## Provided records
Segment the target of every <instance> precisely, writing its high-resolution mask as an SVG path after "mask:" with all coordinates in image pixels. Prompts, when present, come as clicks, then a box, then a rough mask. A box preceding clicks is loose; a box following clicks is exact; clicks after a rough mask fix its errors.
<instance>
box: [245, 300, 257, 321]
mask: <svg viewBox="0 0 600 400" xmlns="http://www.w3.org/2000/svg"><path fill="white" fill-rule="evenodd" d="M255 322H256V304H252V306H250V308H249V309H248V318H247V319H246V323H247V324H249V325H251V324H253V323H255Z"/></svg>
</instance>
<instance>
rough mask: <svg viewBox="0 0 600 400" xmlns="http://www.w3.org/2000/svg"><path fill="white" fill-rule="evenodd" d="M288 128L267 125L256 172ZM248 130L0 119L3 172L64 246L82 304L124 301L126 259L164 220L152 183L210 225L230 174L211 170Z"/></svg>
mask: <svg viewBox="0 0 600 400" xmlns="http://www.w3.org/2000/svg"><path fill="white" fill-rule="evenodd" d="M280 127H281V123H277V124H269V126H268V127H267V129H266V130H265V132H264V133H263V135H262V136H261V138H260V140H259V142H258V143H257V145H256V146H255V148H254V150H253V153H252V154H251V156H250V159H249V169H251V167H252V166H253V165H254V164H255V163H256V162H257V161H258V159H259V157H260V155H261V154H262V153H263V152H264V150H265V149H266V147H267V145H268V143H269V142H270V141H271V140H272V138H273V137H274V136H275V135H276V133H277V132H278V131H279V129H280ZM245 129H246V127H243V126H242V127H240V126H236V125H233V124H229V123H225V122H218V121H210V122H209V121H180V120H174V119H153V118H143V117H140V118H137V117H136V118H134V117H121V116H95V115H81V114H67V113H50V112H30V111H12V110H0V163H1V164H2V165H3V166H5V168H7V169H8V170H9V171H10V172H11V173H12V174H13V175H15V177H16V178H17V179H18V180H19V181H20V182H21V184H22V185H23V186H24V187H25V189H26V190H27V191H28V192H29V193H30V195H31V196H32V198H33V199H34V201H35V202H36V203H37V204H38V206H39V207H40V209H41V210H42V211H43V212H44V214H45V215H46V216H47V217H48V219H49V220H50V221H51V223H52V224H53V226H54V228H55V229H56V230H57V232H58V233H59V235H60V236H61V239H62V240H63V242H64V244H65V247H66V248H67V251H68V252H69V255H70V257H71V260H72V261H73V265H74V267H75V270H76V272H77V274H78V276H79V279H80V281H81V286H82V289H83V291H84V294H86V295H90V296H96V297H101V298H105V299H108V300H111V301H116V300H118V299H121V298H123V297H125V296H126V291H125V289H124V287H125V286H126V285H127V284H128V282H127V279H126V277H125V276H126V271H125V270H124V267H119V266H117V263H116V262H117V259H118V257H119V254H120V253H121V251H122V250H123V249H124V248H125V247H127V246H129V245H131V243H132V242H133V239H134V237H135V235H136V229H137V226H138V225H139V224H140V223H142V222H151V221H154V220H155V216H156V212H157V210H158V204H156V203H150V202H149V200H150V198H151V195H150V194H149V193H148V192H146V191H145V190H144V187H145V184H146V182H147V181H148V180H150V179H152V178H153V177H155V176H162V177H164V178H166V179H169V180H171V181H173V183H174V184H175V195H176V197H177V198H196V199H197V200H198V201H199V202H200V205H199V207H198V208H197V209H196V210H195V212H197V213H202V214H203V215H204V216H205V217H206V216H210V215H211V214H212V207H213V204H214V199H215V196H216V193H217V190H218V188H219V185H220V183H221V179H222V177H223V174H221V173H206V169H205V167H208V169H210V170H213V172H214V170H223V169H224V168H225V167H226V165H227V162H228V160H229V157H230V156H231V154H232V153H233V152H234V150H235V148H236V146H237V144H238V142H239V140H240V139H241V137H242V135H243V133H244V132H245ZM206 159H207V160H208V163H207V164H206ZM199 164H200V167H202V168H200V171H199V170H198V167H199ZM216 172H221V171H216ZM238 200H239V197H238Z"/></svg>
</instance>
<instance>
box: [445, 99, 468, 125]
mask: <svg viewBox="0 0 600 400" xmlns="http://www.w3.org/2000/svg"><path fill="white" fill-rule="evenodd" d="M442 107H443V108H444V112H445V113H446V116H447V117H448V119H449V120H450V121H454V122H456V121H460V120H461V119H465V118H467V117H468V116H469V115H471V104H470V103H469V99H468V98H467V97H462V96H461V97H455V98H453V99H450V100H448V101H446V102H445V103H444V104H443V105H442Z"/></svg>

## Task goal
Repeat the listing above exactly. Add nothing.

## Response below
Segment the target of every <instance> precisely, writing its high-resolution mask as an SVG path after "mask:" with all coordinates in image pixels. Prompts, when present, come as clicks, then a box, then a rough mask. A box preceding clicks is loose; a box following clicks is exact; clicks after a rough mask fix its errors.
<instance>
box: [245, 300, 257, 321]
mask: <svg viewBox="0 0 600 400" xmlns="http://www.w3.org/2000/svg"><path fill="white" fill-rule="evenodd" d="M255 322H256V304H252V306H250V308H249V309H248V318H247V319H246V323H247V324H249V325H251V324H253V323H255Z"/></svg>
</instance>
<instance>
rough mask: <svg viewBox="0 0 600 400" xmlns="http://www.w3.org/2000/svg"><path fill="white" fill-rule="evenodd" d="M288 128L267 125L256 172ZM248 130L0 119L3 172L64 246L82 304L124 301L126 259L164 220L152 183L210 225L230 174L211 170Z"/></svg>
mask: <svg viewBox="0 0 600 400" xmlns="http://www.w3.org/2000/svg"><path fill="white" fill-rule="evenodd" d="M280 127H281V123H277V124H269V126H268V127H267V129H266V130H265V132H264V133H263V135H262V136H261V138H260V140H259V142H258V143H257V145H256V146H255V148H254V150H253V153H252V154H251V156H250V159H249V169H251V167H252V166H253V165H254V164H255V163H256V162H257V161H258V159H259V157H260V155H261V154H262V153H263V152H264V150H265V149H266V147H267V145H268V143H269V142H270V141H271V140H272V138H273V137H274V136H275V135H276V133H277V132H278V131H279V129H280ZM245 129H246V127H243V126H242V127H240V126H236V125H233V124H229V123H225V122H218V121H210V122H209V121H180V120H174V119H153V118H143V117H140V118H137V117H136V118H134V117H121V116H95V115H81V114H67V113H50V112H30V111H12V110H0V163H1V164H2V165H3V166H5V168H7V169H8V170H9V171H10V172H11V173H12V174H13V175H15V177H16V178H17V179H18V180H19V181H20V182H21V184H22V185H23V186H24V187H25V189H26V190H27V191H28V192H29V193H30V195H31V196H32V198H33V199H34V201H35V202H36V203H37V204H38V206H39V207H40V209H41V210H42V211H43V212H44V214H45V215H46V216H47V217H48V219H49V220H50V221H51V223H52V224H53V226H54V228H55V229H56V230H57V232H58V233H59V235H60V236H61V239H62V240H63V242H64V244H65V247H66V248H67V251H68V252H69V255H70V257H71V260H72V261H73V265H74V267H75V270H76V272H77V274H78V276H79V279H80V281H81V286H82V289H83V291H84V294H86V295H90V296H96V297H101V298H105V299H108V300H111V301H116V300H118V299H121V298H123V297H125V296H126V291H125V289H124V287H125V286H126V285H127V284H128V282H127V279H126V277H125V276H126V271H125V270H124V267H119V266H117V263H116V262H117V259H118V257H119V254H120V253H121V251H122V250H123V249H124V248H125V247H127V246H129V245H131V243H132V242H133V239H134V237H135V235H136V229H137V226H138V225H139V224H140V223H142V222H151V221H154V220H155V216H156V212H157V210H158V204H156V203H150V202H149V200H150V198H151V195H150V194H149V193H148V192H146V191H145V190H144V187H145V184H146V182H147V181H148V180H150V179H152V178H153V177H155V176H162V177H164V178H166V179H169V180H171V181H173V183H174V184H175V195H176V197H177V198H196V199H197V200H198V201H199V202H200V205H199V207H198V208H197V209H196V210H195V212H197V213H202V214H203V215H204V216H205V217H206V216H210V215H211V214H212V207H213V204H214V199H215V196H216V193H217V190H218V188H219V185H220V183H221V179H222V177H223V174H221V173H206V169H205V167H208V169H210V170H213V172H214V170H223V169H224V168H225V167H226V165H227V162H228V160H229V157H230V156H231V154H232V153H233V152H234V150H235V148H236V146H237V144H238V142H239V140H240V139H241V137H242V135H243V133H244V132H245ZM206 159H207V160H208V163H207V164H206ZM199 164H200V167H202V168H200V171H199V170H198V167H199ZM216 172H221V171H216ZM238 200H239V197H238Z"/></svg>
</instance>
<instance>
box: [445, 99, 468, 125]
mask: <svg viewBox="0 0 600 400" xmlns="http://www.w3.org/2000/svg"><path fill="white" fill-rule="evenodd" d="M442 107H443V108H444V112H445V113H446V116H447V117H448V119H449V120H450V121H454V122H456V121H460V120H461V119H465V118H467V117H468V116H469V115H471V104H470V103H469V99H468V98H467V97H462V96H461V97H455V98H453V99H450V100H448V101H446V102H445V103H444V104H443V105H442Z"/></svg>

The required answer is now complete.